EXERCISE INSTRUCTIONS |
1. Using the article on the Moyle family's pubs, answer:
(a) What did everyone at the Iron Horse Inn at Cardiff call Helen?
(b) In what year did Helen and Alan retire?
(c) At what age did Kim learn to count tills?
2. Rewrite the part of the article on the Moyle family's pubs that opens with the words containing "For Helen, taking" and closes with "committed to that.", putting "Thursday" in place of "Wednesday".

─── READING TEXT

Helen and Alan Moyle in their days of running local pubs
“In terms of employment, with the exception of the publican, it was almost exclusively women working in pubs. But back then the bar staff were older, married women who took on second jobs to help out in the hours after their husbands came home from work..."
For Helen, taking on a new business, working alongside her husband as an equal partner, and raising two young children was not without its challenges.
But despite business goals and plans for the future, both she and Alan were always determined to always put family first.
“We always had dinner as a family and on Wednesday nights we would go out for tea together,” Helen said.
“No matter how hard we worked I was always a mother first and foremost. Above and beyond anything else we were a family. Alan and I were very committed to that.
“When we had the Iron Horse Inn at Cardiff everyone there called me the Iron Lady and yes, we worked hard, but it was always for our kids.”
Like most mothers and daughters, Helen and Kim don’t always agree on everything, and when Kim and husband Mick Starkey took on their first pub, the Australia Hotel at Cessnock, the couple had their own ideas on how to do things. But what she and mother Helen have always agreed upon on is the natural desire to create an amazing life and legacy for their children.
Kim and Mick have since been the driving force behind the Australia Hotel at Cessnock, the Royal Federal Hotel Branxton, and currently the Stag & Hunter Hotel Mayfield and Customs House in Newcastle.
“I’m proud of what Kim’s done,” Helen said.
“She had the background. I mean, she learned to count tills at age seven so there was never any doubting her capability, or Mick’s. Together they are the perfect team and I couldn’t have wished for a better partner for my daughter.
“We retired in 2000 when they came in with The Australia Hotel at Cessnock as their first. It was a good starting point and Alan and I really stepped back to let them make their own way.
“Sometimes that was a challenge for me as a mum and former business owner, but I knew we had to let them create a life and business that was their own.”
For Kim, in addition to the financial success she watched her parents achieve over the years, it was the ability to spend time and focus on family that enticed she and Mick to inevitably follow in her parent’s footsteps.
“Looking back, I remember Mum and Dad always being there,” she said.
“When we started to plan for a family Mick was working in a role that required him to spend time away, but it was important to both of us that we be there as much as possible for our children.
“As a kid I played a million different sports and my parents were always there. Mum would pick up other kids from sport, she would work in the school canteen. They were present and that’s what Mick and I wanted for our own family.
“Financially I was also very lucky growing up. Thanks to Mum and Dad we never wanted for anything. We had our own responsibilities sure, we worked in the pubs doing odd jobs, but we were fortunate to have a childhood like that.
“I think as a parent that is what you really want. To be present and to have your children’s needs met. If you can spoil them all the better. Seeing your kids happy and loved is the goal. My Mum showed me how to do that. She personified that legacy and it’s one I hope Mick and I have been able to give our family as well. That would be more than enough to qualify as a success for me.
“Seeing your kids happy and loved is the goal. My Mum showed me how to do that. She personified that legacy and it’s one I hope Mick and I have been able to give our family as well. That would be more than enough to qualify as a success for me..."
“If our kids or my niece or nephew decide to carry that legacy through to a third generation that is up to them. The point is, it’s there and really, that’s what all of this has been about.
“Creating something for the people you love most.”

──────
─── DATASET EXTRACT

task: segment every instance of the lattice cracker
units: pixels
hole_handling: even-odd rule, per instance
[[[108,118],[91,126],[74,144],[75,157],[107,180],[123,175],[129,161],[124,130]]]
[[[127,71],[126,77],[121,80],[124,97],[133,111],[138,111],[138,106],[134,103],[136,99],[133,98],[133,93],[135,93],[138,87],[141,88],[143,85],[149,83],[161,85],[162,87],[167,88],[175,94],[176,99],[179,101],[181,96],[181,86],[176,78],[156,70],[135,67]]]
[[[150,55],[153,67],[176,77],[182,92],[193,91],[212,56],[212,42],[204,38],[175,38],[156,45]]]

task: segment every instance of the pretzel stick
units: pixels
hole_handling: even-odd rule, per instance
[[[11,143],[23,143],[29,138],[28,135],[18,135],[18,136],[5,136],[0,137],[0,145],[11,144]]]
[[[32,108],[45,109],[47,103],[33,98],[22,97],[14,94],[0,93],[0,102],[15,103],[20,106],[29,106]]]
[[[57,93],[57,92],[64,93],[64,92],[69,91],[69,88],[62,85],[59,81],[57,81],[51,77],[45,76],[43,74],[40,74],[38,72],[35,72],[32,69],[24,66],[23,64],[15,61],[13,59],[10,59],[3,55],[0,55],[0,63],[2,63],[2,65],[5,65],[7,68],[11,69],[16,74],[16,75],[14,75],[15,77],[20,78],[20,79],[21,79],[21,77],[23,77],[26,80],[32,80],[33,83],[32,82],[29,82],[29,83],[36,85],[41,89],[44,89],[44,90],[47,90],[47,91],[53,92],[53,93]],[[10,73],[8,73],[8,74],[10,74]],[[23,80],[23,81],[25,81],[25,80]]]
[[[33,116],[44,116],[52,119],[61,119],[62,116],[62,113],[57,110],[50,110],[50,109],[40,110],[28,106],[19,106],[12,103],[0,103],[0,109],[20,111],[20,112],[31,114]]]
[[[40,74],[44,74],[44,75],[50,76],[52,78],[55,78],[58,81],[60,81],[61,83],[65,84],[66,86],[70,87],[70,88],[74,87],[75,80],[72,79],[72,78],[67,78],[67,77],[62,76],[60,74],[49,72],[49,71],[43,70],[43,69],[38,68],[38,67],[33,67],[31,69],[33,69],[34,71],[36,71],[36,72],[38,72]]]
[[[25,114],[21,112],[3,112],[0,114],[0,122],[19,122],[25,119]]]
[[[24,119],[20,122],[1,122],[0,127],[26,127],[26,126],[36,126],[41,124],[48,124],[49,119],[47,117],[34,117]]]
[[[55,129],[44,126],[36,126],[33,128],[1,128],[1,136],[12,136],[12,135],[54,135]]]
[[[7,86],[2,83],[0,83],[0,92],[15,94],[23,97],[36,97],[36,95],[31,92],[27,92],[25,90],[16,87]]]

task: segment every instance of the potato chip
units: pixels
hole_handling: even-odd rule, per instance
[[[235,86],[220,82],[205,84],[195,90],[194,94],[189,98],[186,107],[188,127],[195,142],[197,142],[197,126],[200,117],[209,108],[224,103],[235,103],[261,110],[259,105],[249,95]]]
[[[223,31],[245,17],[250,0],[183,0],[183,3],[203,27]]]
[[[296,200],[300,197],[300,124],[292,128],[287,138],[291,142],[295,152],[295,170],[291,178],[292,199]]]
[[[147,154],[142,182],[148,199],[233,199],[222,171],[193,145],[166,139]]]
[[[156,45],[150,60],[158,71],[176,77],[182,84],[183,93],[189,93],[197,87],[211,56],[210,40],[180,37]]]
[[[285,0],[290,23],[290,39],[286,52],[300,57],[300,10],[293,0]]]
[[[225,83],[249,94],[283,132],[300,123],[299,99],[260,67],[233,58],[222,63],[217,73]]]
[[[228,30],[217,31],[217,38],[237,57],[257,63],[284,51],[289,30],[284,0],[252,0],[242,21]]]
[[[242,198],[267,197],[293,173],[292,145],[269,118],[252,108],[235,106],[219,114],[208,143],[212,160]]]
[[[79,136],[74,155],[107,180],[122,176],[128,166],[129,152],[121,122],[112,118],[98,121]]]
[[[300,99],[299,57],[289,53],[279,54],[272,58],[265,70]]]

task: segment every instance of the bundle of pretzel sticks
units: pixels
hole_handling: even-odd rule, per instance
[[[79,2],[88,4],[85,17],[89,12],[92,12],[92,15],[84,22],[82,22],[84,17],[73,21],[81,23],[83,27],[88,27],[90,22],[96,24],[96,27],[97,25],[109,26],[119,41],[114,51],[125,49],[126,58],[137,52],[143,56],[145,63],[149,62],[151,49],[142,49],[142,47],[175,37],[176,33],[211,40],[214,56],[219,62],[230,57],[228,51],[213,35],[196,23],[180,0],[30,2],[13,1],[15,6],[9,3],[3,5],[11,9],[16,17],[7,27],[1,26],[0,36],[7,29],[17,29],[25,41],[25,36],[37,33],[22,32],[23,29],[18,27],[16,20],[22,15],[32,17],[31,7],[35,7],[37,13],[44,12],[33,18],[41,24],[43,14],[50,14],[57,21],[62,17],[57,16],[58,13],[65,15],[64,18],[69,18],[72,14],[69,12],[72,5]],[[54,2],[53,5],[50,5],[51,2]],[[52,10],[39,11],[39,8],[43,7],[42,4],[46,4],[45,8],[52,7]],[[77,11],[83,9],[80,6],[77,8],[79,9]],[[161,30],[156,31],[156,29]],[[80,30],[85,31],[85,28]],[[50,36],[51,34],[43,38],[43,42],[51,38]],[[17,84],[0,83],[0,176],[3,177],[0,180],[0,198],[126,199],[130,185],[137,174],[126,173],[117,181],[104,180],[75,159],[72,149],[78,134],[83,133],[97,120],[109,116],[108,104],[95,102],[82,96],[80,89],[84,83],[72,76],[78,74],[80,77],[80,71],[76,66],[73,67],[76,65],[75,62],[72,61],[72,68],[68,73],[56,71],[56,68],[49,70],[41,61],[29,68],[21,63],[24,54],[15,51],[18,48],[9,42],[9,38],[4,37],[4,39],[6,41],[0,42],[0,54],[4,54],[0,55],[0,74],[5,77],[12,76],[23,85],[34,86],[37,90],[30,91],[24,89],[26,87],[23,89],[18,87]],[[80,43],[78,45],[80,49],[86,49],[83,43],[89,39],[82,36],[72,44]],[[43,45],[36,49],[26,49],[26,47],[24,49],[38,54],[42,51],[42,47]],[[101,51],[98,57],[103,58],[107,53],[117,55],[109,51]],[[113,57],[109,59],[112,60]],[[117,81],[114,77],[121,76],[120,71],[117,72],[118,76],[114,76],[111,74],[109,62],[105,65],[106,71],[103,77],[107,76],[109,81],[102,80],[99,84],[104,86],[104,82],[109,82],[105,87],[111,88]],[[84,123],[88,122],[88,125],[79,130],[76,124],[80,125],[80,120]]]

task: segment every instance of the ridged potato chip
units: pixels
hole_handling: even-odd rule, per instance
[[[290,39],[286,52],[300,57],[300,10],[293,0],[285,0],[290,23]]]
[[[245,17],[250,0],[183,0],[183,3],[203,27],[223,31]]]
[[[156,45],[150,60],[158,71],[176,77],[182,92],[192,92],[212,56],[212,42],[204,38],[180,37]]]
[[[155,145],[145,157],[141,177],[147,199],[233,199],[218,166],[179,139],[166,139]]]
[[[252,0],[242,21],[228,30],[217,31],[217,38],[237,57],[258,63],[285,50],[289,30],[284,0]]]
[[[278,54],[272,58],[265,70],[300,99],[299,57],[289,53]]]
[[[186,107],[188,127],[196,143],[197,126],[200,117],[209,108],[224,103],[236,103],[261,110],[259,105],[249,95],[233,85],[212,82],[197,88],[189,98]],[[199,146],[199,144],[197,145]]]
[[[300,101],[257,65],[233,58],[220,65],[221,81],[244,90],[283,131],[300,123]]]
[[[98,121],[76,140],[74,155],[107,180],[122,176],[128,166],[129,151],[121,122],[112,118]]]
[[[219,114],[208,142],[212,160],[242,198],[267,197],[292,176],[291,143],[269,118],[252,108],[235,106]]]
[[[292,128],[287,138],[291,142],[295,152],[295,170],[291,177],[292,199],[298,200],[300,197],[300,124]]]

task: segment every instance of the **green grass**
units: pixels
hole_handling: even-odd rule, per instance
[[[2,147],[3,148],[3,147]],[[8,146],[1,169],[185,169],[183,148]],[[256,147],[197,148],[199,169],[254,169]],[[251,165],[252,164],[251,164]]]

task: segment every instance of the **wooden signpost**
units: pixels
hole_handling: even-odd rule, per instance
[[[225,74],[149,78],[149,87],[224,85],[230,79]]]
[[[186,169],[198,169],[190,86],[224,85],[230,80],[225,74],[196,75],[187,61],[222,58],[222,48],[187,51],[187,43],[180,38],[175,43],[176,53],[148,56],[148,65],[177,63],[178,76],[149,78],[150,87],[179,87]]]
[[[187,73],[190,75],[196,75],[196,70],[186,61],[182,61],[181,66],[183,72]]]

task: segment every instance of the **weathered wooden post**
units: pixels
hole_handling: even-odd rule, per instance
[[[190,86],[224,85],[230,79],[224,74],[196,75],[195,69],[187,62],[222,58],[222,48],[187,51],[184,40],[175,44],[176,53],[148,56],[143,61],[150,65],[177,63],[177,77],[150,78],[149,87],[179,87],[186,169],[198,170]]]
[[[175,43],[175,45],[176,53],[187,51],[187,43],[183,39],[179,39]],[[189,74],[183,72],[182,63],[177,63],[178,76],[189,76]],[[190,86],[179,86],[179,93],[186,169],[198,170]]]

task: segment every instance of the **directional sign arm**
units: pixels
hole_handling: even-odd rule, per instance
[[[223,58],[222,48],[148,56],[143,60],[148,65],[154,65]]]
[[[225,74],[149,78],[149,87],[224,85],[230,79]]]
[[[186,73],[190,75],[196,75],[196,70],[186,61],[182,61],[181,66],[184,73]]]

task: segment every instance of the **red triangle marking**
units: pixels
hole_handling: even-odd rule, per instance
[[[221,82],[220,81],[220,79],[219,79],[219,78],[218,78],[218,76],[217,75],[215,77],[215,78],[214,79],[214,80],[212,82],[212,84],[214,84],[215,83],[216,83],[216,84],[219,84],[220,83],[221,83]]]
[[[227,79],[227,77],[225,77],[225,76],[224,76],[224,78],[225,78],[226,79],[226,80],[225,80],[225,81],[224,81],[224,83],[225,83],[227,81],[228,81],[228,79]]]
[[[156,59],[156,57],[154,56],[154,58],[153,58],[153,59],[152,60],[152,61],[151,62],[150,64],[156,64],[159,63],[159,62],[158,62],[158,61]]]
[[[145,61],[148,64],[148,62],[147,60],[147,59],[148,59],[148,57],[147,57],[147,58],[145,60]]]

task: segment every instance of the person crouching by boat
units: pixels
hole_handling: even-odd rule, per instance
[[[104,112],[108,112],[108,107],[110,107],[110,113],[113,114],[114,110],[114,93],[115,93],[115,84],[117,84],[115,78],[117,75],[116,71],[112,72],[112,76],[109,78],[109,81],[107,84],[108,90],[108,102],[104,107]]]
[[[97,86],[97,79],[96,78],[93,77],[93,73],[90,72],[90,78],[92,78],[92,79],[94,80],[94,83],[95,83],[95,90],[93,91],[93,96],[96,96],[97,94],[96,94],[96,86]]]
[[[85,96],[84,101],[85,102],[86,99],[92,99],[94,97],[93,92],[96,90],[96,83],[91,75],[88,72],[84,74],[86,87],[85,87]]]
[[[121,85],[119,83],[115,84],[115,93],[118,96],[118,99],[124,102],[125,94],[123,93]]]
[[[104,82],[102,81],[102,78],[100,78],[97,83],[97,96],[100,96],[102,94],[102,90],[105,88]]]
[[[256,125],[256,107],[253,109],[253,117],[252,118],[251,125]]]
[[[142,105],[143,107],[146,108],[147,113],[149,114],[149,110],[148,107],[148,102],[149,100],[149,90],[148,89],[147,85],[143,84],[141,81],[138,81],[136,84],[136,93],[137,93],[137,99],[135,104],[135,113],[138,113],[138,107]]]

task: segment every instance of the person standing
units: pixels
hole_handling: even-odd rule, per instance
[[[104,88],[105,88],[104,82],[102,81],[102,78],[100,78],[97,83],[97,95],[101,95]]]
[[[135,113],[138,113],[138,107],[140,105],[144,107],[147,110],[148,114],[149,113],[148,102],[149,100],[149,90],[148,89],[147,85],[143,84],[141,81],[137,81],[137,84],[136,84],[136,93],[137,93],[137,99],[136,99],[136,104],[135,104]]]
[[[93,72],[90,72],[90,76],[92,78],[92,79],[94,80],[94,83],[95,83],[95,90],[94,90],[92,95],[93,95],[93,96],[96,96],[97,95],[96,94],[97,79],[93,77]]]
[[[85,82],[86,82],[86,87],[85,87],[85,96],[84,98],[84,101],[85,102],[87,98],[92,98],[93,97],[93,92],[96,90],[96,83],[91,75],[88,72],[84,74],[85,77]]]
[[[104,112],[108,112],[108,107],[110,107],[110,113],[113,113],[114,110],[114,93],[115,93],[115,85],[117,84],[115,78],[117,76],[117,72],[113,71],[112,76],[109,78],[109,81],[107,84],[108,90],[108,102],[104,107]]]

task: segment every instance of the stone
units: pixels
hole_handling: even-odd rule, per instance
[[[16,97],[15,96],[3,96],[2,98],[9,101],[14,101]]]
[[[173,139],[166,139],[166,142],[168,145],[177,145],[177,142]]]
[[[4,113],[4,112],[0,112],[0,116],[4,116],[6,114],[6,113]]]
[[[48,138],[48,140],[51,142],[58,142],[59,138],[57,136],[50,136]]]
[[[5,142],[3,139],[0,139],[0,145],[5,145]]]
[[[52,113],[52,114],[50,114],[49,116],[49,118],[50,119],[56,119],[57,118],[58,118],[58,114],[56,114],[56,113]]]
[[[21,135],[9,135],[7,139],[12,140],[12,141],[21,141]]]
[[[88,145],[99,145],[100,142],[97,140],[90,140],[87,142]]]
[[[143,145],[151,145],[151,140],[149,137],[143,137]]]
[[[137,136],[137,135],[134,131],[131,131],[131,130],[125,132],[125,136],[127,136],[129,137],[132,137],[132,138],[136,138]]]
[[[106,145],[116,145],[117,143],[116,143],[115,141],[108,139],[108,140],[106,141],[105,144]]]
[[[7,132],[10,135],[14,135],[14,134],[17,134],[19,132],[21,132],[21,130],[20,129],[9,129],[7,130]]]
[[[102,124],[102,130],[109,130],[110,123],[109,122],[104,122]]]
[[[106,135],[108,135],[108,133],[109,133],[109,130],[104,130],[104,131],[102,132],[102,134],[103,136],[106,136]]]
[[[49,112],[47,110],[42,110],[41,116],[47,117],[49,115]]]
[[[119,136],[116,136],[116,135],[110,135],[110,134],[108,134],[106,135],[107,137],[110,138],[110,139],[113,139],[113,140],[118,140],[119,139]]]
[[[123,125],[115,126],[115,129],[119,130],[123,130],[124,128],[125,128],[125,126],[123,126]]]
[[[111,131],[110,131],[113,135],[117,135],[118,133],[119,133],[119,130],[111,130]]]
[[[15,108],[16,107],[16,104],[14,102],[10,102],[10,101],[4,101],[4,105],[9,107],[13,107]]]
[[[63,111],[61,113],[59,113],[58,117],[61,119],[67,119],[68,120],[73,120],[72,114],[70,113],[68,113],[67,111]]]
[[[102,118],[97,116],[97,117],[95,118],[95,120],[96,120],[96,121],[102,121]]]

──────

ANSWERS TO EACH TASK |
1.
(a) The Iron Lady
(b) 2000
(c) Seven

2.
For Helen, taking on a new business, working alongside her husband as an equal partner, and raising two young children was not without its challenges.
But despite business goals and plans for the future, both she and Alan were always determined to always put family first.
“We always had dinner as a family and on Thursday nights we would go out for tea together,” Helen said.
“No matter how hard we worked I was always a mother first and foremost. Above and beyond anything else we were a family. Alan and I were very committed to that.